#### TO DO:
Retype every row below word for word, and leave the pictures out of your copy.

:: ENTRIES SHOWN ::

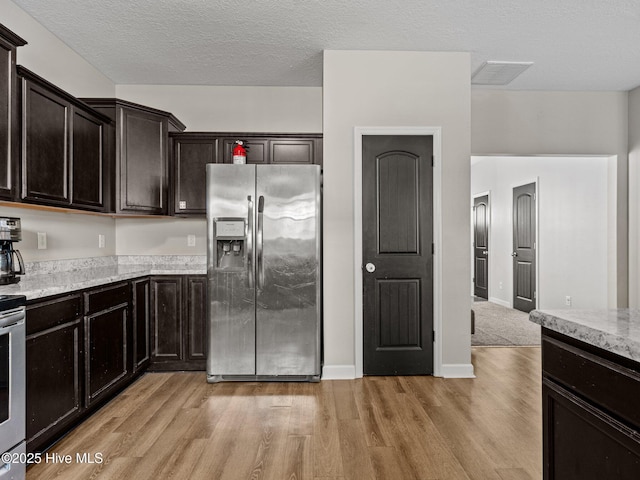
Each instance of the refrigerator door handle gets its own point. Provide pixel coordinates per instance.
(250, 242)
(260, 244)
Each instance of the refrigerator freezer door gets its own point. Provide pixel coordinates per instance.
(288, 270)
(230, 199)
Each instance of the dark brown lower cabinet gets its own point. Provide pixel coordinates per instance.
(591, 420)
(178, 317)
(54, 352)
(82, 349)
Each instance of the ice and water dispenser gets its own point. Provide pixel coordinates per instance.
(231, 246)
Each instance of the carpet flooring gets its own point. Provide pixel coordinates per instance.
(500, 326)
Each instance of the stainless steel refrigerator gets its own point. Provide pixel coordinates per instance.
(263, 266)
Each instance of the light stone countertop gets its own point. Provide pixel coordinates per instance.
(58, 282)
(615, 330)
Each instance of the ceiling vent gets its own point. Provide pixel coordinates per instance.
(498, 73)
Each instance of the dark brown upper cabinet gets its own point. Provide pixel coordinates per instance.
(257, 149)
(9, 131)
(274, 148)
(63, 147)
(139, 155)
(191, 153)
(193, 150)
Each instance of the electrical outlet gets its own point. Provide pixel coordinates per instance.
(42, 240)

:::

#### RESULT OF THIS EXERCISE:
Each instance of the refrigerator door handle gets its own point. Provide pixel coordinates per instance.
(250, 242)
(260, 244)
Each instance of the refrigerator freezer door gets its own point. Provide pixel coordinates per instance.
(288, 270)
(230, 199)
Each instance of the dark brown lower cabinet gets its own point. Provide pixel coordinates per instance.
(591, 420)
(178, 317)
(54, 352)
(82, 349)
Each instance of the ice and water dispenser gets its own point. Provide pixel coordinates per instance.
(231, 246)
Each instance of the carpet flooring gets its own point. Provide pixel coordinates per instance.
(500, 326)
Each instance of the stainless steel refrigerator gets its own point. Provide pixel coordinates per instance.
(263, 266)
Each instance of the light stone countertop gets its own point. Provide pixel coordinates per instance.
(58, 282)
(615, 330)
Each instance of the ceiling vent gets its own point. Provide pixel coordinates per instance.
(498, 73)
Each instance of the dark brown upper cabinet gets its own point. Provide pixel coordinates per instance.
(257, 149)
(9, 131)
(274, 148)
(63, 147)
(139, 155)
(191, 153)
(193, 150)
Each instance of the electrical outlet gets its own point. Provide pixel coordinates per instance.
(42, 240)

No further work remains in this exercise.